* **Job**:
Copy every line of the data below verbatim, with nothing added or left out.

------------------------------------------------

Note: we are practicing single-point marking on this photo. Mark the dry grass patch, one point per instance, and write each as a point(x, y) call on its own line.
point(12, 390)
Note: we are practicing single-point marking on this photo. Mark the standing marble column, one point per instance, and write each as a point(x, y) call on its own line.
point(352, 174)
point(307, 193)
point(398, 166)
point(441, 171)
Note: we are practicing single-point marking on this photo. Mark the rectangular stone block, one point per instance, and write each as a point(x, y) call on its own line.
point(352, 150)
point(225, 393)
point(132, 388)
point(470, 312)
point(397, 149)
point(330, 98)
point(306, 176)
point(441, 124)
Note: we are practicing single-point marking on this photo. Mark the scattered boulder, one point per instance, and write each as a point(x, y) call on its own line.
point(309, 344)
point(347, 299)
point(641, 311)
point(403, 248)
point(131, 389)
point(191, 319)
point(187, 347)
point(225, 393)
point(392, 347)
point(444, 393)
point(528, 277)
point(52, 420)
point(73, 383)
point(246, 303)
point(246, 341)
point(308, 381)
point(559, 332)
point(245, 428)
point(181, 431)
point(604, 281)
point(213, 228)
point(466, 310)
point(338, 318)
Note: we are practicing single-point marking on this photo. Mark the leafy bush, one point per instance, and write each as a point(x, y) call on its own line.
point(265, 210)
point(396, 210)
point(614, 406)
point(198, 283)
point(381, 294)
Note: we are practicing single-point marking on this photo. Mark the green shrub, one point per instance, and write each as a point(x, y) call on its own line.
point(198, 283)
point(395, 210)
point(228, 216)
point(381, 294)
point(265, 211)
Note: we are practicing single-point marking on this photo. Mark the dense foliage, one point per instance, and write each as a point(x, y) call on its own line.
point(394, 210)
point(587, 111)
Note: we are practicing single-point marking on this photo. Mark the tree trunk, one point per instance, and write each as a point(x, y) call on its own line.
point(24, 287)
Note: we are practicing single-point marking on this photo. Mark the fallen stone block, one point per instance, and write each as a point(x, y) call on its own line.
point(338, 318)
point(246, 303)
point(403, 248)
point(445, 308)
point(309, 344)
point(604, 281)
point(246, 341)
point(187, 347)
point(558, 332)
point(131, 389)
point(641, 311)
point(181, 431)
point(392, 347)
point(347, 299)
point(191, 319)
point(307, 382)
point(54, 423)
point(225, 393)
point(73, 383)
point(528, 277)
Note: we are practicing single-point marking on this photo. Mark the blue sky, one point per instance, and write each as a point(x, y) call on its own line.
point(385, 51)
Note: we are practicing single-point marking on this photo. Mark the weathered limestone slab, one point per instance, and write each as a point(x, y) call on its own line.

------------------------------------------------

* **Completed task**:
Note: we are practicing single-point marking on this photo. Mark the dry grass patch, one point per instance, and write each as a point(x, y) call on its own line.
point(12, 390)
Note: we are practicing single-point marking on this photo. Mark the standing marble column, one point per instance, and write each as a point(x, y) call on its own line.
point(352, 174)
point(307, 193)
point(398, 166)
point(441, 171)
Note: we are practicing single-point marking on this photo. Mark the rectangular stone block, one point per instance, and write each as a point(x, y) call on its own line.
point(352, 150)
point(225, 393)
point(132, 388)
point(470, 312)
point(397, 149)
point(330, 98)
point(306, 176)
point(441, 124)
Note: we are practicing single-point marking on this photo. Mark the scattered boulder, one point per instance, and write each as a point(x, y) call on its own line.
point(309, 344)
point(347, 299)
point(641, 311)
point(403, 248)
point(131, 389)
point(191, 319)
point(187, 347)
point(225, 393)
point(392, 347)
point(444, 393)
point(528, 277)
point(52, 420)
point(73, 383)
point(246, 303)
point(246, 341)
point(308, 381)
point(559, 332)
point(245, 428)
point(181, 431)
point(604, 281)
point(213, 228)
point(466, 310)
point(338, 318)
Note: we are practicing single-point marking on this photo. Mark the leafy bush, one point per instance, and write each as a point(x, y) call on its own line.
point(265, 210)
point(396, 210)
point(614, 406)
point(198, 283)
point(381, 294)
Note: we are practicing single-point marking on this photo. Mark the green shrub, one point per instance, and write each as a point(x, y) call on its own line.
point(198, 283)
point(395, 210)
point(228, 216)
point(381, 294)
point(265, 211)
Note: we are practicing single-point marking on this photo. Mark the dense foliage, one point per instance, and write each as a point(x, y) call on its own line.
point(394, 210)
point(587, 111)
Note: we are practicing single-point marking on this photo. Mark the tree trunk, one point per instance, and write each as a point(x, y) call on its own line.
point(24, 287)
Note: we are practicing single-point marking on this photo. Mark the fallen stone block, one point per instance, and write each as a point(x, y) call on its own line.
point(338, 318)
point(246, 303)
point(403, 248)
point(445, 308)
point(309, 344)
point(604, 281)
point(246, 341)
point(187, 347)
point(558, 332)
point(131, 389)
point(641, 311)
point(181, 431)
point(392, 347)
point(347, 299)
point(191, 319)
point(307, 382)
point(54, 423)
point(225, 393)
point(73, 383)
point(528, 277)
Note: we are practicing single-point marking on this photo. Mark the blue sky, one point per instance, and write each as a point(x, y) call on its own line.
point(385, 51)
Note: we are practicing single-point marking on this photo. Mark the weathered limestone slab, one point per instance, and write each as a point(x, y) call on its own line.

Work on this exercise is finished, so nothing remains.